WHAT TO PRODUCE>
Begin at the line containing "Objective — for the crowd" and end at the final line of the entries. Please reproduce those lines exactly.

DATA FOR THIS EXERCISE>
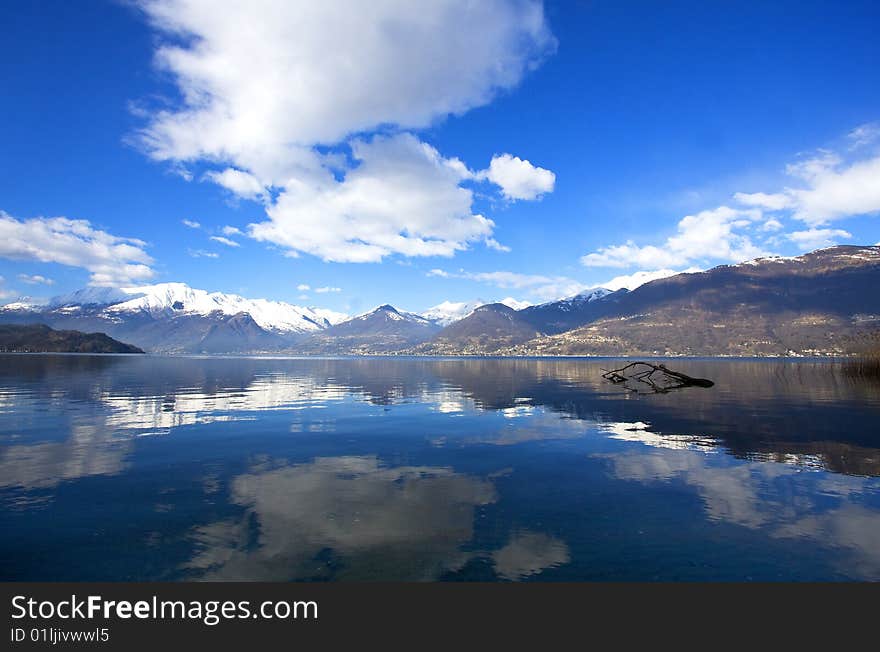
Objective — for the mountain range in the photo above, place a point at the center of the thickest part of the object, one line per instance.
(823, 302)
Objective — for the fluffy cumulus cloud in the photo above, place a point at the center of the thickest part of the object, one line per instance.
(239, 183)
(519, 179)
(224, 241)
(711, 234)
(825, 186)
(110, 259)
(268, 103)
(35, 279)
(403, 197)
(817, 238)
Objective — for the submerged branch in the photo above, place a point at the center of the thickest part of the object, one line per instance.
(656, 376)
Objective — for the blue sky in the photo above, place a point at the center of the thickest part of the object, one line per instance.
(415, 155)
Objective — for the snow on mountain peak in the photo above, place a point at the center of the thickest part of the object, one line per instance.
(449, 312)
(168, 299)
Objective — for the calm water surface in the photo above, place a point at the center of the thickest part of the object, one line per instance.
(157, 468)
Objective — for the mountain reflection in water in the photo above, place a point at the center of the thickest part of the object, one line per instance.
(121, 467)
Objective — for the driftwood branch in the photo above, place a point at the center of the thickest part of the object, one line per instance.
(656, 376)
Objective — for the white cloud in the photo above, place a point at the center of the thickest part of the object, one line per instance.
(403, 198)
(518, 178)
(200, 253)
(835, 190)
(830, 188)
(710, 234)
(240, 183)
(864, 135)
(817, 238)
(35, 279)
(774, 202)
(262, 91)
(225, 241)
(545, 288)
(632, 281)
(492, 243)
(258, 79)
(111, 260)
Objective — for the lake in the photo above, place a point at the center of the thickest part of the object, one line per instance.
(210, 468)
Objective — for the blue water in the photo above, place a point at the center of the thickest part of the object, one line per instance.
(161, 468)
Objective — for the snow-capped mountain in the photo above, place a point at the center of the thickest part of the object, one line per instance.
(173, 299)
(175, 318)
(383, 329)
(449, 312)
(571, 312)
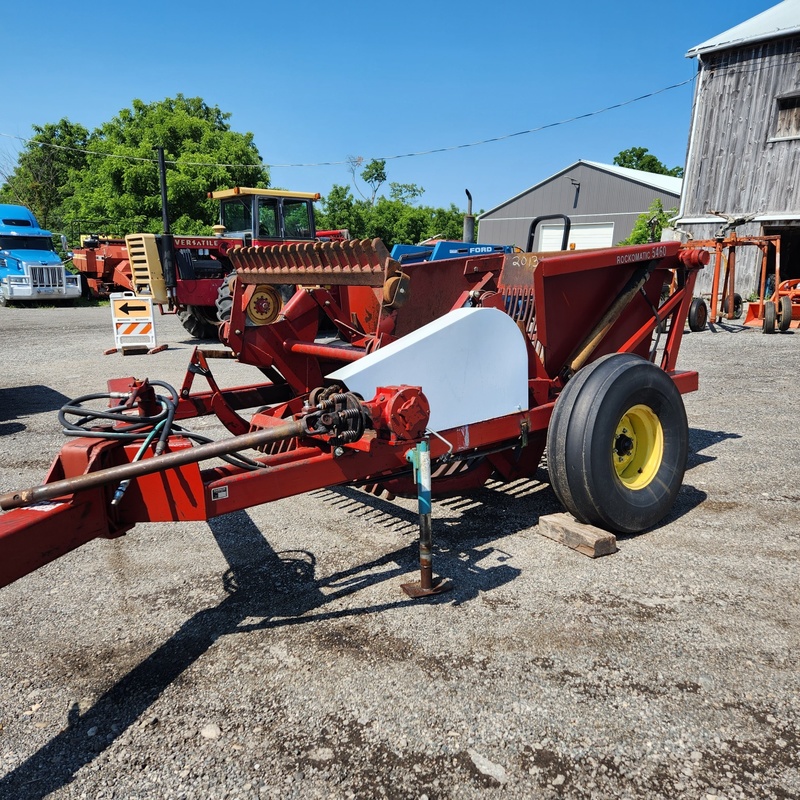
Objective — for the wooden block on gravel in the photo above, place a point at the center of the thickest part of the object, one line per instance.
(586, 539)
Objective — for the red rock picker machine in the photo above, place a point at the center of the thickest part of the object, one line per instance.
(419, 378)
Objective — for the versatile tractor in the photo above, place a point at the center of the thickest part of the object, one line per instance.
(418, 378)
(183, 274)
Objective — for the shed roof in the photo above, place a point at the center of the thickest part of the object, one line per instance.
(774, 23)
(663, 183)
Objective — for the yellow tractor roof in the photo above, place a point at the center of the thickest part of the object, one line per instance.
(240, 190)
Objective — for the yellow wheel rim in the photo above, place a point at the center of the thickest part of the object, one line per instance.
(638, 447)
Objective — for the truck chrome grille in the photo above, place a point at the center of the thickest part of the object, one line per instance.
(47, 277)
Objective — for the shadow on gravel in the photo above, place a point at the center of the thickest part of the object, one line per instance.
(700, 440)
(27, 400)
(276, 589)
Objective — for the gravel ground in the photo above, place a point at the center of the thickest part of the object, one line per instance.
(271, 653)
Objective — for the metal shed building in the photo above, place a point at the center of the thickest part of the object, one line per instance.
(743, 155)
(601, 200)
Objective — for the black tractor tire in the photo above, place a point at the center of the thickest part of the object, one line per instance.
(738, 306)
(617, 444)
(698, 315)
(784, 313)
(199, 321)
(768, 326)
(224, 302)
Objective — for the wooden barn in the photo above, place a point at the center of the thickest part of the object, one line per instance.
(602, 201)
(743, 156)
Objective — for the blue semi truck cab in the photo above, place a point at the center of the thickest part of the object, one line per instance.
(30, 269)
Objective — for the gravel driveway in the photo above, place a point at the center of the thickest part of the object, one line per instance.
(271, 653)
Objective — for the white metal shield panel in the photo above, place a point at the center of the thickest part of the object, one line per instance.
(472, 365)
(583, 235)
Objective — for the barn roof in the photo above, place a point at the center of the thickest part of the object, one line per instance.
(774, 23)
(662, 183)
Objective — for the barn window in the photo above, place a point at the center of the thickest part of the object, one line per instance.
(788, 117)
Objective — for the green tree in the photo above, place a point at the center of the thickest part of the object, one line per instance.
(110, 175)
(373, 174)
(121, 180)
(44, 173)
(649, 225)
(640, 158)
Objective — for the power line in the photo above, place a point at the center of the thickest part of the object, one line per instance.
(446, 149)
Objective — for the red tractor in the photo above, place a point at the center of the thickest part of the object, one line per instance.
(183, 274)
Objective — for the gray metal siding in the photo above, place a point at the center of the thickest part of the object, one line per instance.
(601, 197)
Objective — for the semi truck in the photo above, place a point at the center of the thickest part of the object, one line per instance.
(30, 269)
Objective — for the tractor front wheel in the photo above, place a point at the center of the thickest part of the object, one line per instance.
(617, 444)
(698, 315)
(199, 321)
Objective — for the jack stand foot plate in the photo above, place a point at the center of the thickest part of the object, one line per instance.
(415, 590)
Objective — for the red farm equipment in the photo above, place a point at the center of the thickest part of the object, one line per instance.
(183, 274)
(421, 379)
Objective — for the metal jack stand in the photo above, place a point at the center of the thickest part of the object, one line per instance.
(420, 458)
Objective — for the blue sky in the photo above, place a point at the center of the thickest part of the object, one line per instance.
(318, 82)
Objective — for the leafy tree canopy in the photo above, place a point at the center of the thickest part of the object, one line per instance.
(116, 182)
(649, 225)
(43, 176)
(640, 158)
(391, 219)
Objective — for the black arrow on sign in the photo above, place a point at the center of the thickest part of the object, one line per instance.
(126, 309)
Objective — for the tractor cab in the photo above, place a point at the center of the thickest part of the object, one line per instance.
(266, 215)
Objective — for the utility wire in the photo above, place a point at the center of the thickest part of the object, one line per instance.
(381, 158)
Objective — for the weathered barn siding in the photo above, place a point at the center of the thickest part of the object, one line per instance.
(601, 196)
(737, 163)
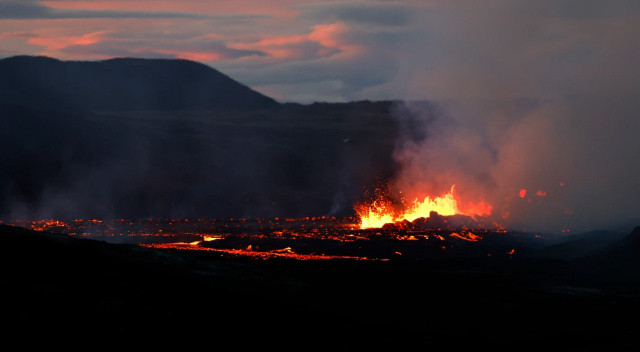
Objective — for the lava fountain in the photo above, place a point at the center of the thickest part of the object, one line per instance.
(381, 211)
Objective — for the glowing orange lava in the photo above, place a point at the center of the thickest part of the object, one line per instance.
(381, 212)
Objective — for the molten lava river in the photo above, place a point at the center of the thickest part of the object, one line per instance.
(428, 228)
(312, 238)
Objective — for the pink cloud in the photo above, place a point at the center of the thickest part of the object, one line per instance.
(324, 40)
(54, 43)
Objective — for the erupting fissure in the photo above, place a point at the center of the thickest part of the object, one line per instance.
(381, 211)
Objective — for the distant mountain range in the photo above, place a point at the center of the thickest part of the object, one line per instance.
(173, 138)
(122, 84)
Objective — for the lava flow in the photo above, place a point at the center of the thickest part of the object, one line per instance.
(381, 211)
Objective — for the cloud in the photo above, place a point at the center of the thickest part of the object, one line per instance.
(369, 13)
(21, 10)
(530, 98)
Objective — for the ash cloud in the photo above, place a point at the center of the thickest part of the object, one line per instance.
(532, 96)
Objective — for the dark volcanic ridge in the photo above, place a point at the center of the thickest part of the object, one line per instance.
(122, 84)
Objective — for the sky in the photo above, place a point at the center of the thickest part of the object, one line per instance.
(542, 95)
(310, 50)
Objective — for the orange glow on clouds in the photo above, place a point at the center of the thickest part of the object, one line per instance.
(57, 43)
(290, 46)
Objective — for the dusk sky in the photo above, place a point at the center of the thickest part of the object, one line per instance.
(306, 50)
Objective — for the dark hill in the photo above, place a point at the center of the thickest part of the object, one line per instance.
(122, 84)
(80, 293)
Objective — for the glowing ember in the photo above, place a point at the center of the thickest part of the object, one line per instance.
(467, 236)
(523, 193)
(380, 212)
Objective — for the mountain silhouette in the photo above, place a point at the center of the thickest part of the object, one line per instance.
(122, 84)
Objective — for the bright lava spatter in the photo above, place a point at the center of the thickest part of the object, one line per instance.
(381, 211)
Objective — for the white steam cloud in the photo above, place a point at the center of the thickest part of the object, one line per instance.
(545, 99)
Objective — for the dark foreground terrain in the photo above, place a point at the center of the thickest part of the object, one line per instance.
(70, 292)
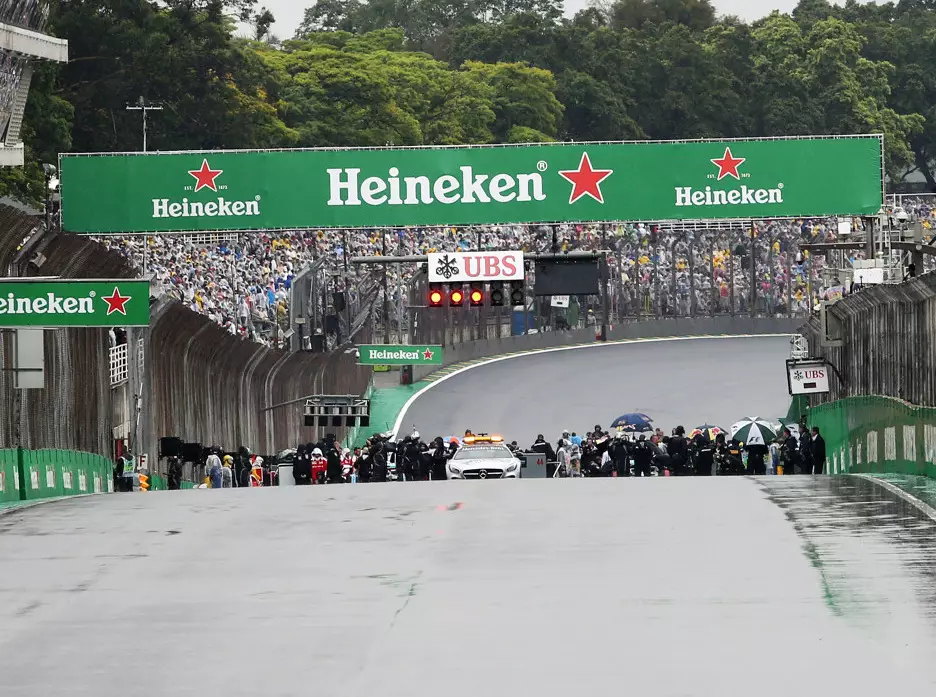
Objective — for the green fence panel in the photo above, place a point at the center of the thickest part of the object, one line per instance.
(69, 472)
(85, 481)
(50, 472)
(9, 477)
(877, 435)
(32, 476)
(109, 478)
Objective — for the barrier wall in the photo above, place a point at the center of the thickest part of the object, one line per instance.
(198, 382)
(874, 434)
(889, 334)
(28, 475)
(639, 329)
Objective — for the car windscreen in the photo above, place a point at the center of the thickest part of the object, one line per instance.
(481, 452)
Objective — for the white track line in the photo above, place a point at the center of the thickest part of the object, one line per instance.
(897, 491)
(532, 352)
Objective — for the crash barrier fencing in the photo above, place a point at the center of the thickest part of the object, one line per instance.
(192, 380)
(877, 435)
(29, 475)
(634, 329)
(888, 342)
(692, 273)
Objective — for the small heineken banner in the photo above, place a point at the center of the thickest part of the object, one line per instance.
(395, 354)
(69, 303)
(471, 185)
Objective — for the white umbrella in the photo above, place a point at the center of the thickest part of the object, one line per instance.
(753, 431)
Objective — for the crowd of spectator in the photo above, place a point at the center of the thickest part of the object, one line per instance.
(242, 281)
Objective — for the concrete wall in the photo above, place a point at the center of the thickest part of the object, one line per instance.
(877, 435)
(642, 329)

SOLUTION FOR THIS TASK>
Objective — for the crowd of spectator in the photo above, place a point at the center of the thickest part of the object, one line per instance.
(242, 281)
Objective — for the concrete wall in the photo above, place a point at the center of the thickest part of the object, one line per instance.
(877, 435)
(642, 329)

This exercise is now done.